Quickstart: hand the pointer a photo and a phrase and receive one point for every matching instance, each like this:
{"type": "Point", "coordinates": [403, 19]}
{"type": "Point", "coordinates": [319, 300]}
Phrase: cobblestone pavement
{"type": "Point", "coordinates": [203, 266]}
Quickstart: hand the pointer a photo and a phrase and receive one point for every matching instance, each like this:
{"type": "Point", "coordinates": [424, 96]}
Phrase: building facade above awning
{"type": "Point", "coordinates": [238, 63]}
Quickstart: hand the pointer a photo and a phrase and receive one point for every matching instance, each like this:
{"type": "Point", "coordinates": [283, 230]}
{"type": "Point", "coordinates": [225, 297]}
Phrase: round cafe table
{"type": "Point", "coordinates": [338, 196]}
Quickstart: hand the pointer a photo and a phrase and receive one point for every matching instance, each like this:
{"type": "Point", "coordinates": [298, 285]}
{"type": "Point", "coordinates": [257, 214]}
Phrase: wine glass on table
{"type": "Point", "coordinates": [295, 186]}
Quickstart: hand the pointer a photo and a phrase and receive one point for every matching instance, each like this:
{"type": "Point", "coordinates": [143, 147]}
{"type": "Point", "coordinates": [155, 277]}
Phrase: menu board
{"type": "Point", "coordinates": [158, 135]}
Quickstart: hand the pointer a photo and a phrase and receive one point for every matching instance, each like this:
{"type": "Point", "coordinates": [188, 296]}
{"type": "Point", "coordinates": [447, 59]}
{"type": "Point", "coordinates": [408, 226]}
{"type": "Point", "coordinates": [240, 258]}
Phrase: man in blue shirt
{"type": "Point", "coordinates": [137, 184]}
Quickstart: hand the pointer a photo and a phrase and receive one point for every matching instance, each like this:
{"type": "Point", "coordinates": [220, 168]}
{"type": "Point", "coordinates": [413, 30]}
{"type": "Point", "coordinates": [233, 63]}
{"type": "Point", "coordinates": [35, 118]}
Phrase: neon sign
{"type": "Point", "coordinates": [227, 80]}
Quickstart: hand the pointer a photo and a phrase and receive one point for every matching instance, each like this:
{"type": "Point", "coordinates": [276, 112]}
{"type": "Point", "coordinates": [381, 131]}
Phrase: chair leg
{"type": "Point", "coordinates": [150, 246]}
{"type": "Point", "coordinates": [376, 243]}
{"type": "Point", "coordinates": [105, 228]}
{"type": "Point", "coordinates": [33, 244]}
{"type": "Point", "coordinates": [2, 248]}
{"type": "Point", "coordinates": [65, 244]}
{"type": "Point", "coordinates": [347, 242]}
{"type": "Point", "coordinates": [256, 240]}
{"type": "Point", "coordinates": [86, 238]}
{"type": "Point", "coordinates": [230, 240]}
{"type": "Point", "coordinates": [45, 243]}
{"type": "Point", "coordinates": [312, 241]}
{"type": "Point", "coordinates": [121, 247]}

• **The task**
Set down the data above once more so that nothing differs from the original.

• **Solution for this problem**
Quickstart: hand the pointer a photo and a phrase and receive one point for every matching instance, each like this:
{"type": "Point", "coordinates": [403, 19]}
{"type": "Point", "coordinates": [319, 300]}
Phrase: cobblestone pavement
{"type": "Point", "coordinates": [203, 266]}
Quickstart: hand the pointer a photo and a phrase and receive one point for every matching instance, each like this:
{"type": "Point", "coordinates": [424, 96]}
Phrase: building facade above awning
{"type": "Point", "coordinates": [238, 63]}
Quickstart: hand the pointer a photo and a phrase and receive one point for every matching instance, each like this:
{"type": "Point", "coordinates": [283, 230]}
{"type": "Point", "coordinates": [225, 297]}
Phrase: round cafe table
{"type": "Point", "coordinates": [338, 196]}
Quickstart: hand the pointer a photo and a phrase and receive one point for every matching instance, each like this:
{"type": "Point", "coordinates": [298, 285]}
{"type": "Point", "coordinates": [257, 214]}
Phrase: wine glass on table
{"type": "Point", "coordinates": [295, 186]}
Quickstart: hand the pointer a photo and a phrase and receive one point for every matching instance, each like this:
{"type": "Point", "coordinates": [143, 147]}
{"type": "Point", "coordinates": [155, 277]}
Phrase: menu board
{"type": "Point", "coordinates": [158, 135]}
Quickstart: hand the pointer a photo and a phrase and receive one point for every matching instance, each like this:
{"type": "Point", "coordinates": [188, 296]}
{"type": "Point", "coordinates": [447, 59]}
{"type": "Point", "coordinates": [408, 226]}
{"type": "Point", "coordinates": [240, 258]}
Phrase: man in blue shirt
{"type": "Point", "coordinates": [137, 184]}
Quickstart: hand the pointer a photo and a phrase and receive one point for every matching instance, each like this:
{"type": "Point", "coordinates": [220, 168]}
{"type": "Point", "coordinates": [413, 30]}
{"type": "Point", "coordinates": [233, 63]}
{"type": "Point", "coordinates": [35, 118]}
Phrase: neon sign
{"type": "Point", "coordinates": [227, 80]}
Quickstart: hand the pointer a photo and a phrase and receive one point for every matching instance, each like this:
{"type": "Point", "coordinates": [276, 112]}
{"type": "Point", "coordinates": [381, 131]}
Phrase: chair leg
{"type": "Point", "coordinates": [150, 246]}
{"type": "Point", "coordinates": [376, 243]}
{"type": "Point", "coordinates": [105, 228]}
{"type": "Point", "coordinates": [33, 244]}
{"type": "Point", "coordinates": [2, 248]}
{"type": "Point", "coordinates": [65, 244]}
{"type": "Point", "coordinates": [347, 242]}
{"type": "Point", "coordinates": [256, 240]}
{"type": "Point", "coordinates": [86, 238]}
{"type": "Point", "coordinates": [230, 240]}
{"type": "Point", "coordinates": [45, 243]}
{"type": "Point", "coordinates": [312, 241]}
{"type": "Point", "coordinates": [121, 247]}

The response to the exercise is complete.